Consigne: Recopiez le passage de l'extrait sur Hong Kong qui va de « Le 17 avril, le » jusqu'à « de la cité. ».

Le 17 avril, le Bureau de liaison avec la Chine a déclaré qu'il n'était pas limité par les termes de l'article 22 de la Loi fondamentale. La disposition de la mini-constitution interdit à tous « les services du gouvernement central du peuple » d'interférer dans les affaires internes de Hong Kong. Il estime également que tous les bureaux établis par de tels services doivent se conformer aux lois locales.

Le Bureau de liaison a affirmé, ainsi que le HKMAO, qu'il s'agissait de bureaux établis par le gouvernement central ayant le droit de superviser et de commenter les affaires de la cité.

Bien que le gouvernement de Hong Kong ait expliqué au travers de documents officiels que les deux organes de Pékin étaient effectivement institués en vertu de l'article 22, sa nouvelle position a été communiquée très tôt le matin le 19 avril, affirmant qu'il adoptait désormais l'intégralité du point de vue du Bureau de liaison de Chine. [en]

Arrestations en masse

Samedi, la police de Hong Kong a procédé à l'interpellation de 15 politiciens pro-démocrates de haut rang [en] , des partisans et militants soupçonnés d'organiser et de participer à une série de rassemblements non autorisés contre les propositions du gouvernement de Hong Kong [en] pour la réforme de la loi d'extradition entre août et octobre 2019.

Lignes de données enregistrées

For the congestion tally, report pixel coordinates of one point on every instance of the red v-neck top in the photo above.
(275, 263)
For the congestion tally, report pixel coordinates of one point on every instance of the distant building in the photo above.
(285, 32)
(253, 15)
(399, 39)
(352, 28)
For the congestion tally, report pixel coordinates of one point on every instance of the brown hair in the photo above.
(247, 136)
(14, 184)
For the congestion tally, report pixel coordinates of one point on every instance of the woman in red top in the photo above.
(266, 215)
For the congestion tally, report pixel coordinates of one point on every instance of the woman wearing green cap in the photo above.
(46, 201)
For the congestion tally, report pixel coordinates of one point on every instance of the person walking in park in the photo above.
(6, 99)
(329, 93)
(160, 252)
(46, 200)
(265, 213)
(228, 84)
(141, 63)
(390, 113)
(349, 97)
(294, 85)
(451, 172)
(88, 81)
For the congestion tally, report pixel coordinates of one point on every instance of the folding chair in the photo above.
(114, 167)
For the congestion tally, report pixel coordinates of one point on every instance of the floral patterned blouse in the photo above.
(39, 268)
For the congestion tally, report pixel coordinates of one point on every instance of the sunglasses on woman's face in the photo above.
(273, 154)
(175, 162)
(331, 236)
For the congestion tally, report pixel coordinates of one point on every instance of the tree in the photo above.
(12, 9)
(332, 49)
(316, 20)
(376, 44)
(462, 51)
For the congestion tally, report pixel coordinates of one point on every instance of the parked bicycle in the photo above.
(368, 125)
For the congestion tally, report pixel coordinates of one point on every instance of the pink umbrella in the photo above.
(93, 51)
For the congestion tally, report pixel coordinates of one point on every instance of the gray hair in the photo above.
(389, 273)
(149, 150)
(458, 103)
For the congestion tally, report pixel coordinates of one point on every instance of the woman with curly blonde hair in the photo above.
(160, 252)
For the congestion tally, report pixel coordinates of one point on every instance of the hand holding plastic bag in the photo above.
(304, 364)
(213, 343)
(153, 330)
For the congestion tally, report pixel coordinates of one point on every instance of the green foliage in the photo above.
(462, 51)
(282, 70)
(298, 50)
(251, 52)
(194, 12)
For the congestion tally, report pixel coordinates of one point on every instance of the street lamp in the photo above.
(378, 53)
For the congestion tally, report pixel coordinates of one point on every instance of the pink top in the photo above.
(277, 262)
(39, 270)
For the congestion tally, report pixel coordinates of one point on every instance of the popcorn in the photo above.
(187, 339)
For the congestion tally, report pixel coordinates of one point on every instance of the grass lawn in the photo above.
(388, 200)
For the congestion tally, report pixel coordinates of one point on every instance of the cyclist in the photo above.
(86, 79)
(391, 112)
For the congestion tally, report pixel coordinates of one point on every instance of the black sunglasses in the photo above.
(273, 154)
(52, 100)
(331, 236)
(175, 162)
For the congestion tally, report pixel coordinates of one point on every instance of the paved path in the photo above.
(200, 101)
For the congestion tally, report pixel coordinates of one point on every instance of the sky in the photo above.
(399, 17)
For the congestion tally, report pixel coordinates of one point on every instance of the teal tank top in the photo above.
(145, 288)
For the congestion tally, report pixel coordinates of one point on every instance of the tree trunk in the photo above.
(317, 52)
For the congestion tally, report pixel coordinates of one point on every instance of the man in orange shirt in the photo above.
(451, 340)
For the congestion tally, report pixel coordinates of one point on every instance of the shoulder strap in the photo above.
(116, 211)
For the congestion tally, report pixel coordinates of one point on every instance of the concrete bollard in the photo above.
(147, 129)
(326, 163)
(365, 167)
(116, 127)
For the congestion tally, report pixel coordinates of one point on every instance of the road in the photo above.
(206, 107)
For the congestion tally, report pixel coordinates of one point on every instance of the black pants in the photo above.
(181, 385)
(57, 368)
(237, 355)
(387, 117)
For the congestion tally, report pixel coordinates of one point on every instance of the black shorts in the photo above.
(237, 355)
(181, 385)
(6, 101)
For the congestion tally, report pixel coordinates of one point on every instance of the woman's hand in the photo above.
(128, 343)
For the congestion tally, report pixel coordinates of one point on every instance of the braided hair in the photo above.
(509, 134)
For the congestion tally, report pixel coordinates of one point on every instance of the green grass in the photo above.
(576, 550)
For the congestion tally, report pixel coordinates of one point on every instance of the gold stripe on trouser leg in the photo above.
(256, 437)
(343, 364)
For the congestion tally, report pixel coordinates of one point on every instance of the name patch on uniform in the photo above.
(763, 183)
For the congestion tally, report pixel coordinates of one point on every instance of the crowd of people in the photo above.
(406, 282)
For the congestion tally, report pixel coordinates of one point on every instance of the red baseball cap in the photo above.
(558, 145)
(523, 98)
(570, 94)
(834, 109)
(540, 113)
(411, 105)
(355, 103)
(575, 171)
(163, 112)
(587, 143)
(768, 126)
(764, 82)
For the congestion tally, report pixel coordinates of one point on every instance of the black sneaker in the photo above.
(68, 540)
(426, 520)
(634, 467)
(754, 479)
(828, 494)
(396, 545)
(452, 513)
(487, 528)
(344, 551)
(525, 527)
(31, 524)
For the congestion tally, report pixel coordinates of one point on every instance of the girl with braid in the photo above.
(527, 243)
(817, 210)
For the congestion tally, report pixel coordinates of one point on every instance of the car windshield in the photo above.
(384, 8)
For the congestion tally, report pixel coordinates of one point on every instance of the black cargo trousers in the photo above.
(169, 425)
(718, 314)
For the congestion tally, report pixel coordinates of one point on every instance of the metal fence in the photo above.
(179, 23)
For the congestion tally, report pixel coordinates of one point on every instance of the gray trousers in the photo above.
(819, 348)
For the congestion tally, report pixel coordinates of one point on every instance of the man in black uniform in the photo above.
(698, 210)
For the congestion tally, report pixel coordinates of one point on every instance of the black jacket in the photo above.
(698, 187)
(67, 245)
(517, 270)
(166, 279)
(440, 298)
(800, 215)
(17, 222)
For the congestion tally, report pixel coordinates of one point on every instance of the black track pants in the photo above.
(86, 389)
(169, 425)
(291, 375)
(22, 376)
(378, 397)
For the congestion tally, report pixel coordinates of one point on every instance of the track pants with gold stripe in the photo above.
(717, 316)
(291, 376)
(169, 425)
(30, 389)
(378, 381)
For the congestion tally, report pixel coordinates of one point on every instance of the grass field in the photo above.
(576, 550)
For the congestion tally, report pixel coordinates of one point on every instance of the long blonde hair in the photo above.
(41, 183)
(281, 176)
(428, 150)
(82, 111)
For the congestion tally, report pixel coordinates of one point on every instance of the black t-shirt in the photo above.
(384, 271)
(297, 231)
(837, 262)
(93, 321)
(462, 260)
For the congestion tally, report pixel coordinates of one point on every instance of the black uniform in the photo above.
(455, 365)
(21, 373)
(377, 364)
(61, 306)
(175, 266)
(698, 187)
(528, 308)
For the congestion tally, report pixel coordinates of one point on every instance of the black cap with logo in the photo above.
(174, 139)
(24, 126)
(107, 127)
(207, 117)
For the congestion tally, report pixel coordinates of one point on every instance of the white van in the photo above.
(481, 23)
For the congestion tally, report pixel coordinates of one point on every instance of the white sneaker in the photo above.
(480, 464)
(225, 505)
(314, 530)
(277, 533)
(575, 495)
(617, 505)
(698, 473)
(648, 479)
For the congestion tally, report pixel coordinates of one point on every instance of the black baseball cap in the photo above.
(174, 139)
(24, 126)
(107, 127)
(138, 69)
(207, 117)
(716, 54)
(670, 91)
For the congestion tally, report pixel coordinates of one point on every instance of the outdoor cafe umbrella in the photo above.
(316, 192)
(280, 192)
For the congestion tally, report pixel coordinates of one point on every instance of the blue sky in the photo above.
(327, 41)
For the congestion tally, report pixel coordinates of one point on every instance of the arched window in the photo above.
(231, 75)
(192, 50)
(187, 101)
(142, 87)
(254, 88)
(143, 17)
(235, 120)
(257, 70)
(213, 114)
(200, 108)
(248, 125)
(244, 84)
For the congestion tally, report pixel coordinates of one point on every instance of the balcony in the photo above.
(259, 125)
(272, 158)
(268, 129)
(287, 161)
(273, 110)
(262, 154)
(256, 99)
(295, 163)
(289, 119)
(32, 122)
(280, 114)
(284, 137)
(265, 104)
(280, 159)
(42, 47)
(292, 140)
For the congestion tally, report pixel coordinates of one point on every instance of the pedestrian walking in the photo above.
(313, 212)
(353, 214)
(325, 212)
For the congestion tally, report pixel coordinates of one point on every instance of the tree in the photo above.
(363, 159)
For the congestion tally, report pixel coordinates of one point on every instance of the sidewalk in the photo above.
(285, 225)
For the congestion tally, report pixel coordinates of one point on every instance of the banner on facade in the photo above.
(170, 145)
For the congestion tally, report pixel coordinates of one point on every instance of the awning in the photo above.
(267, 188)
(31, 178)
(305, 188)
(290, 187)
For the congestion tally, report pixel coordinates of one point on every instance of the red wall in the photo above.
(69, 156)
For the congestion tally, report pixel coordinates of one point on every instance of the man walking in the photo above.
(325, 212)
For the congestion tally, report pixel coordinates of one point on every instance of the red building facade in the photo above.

Réponse:
Le 17 avril, le Bureau de liaison avec la Chine a déclaré qu'il n'était pas limité par les termes de l'article 22 de la Loi fondamentale. La disposition de la mini-constitution interdit à tous « les services du gouvernement central du peuple » d'interférer dans les affaires internes de Hong Kong. Il estime également que tous les bureaux établis par de tels services doivent se conformer aux lois locales.

Le Bureau de liaison a affirmé, ainsi que le HKMAO, qu'il s'agissait de bureaux établis par le gouvernement central ayant le droit de superviser et de commenter les affaires de la cité.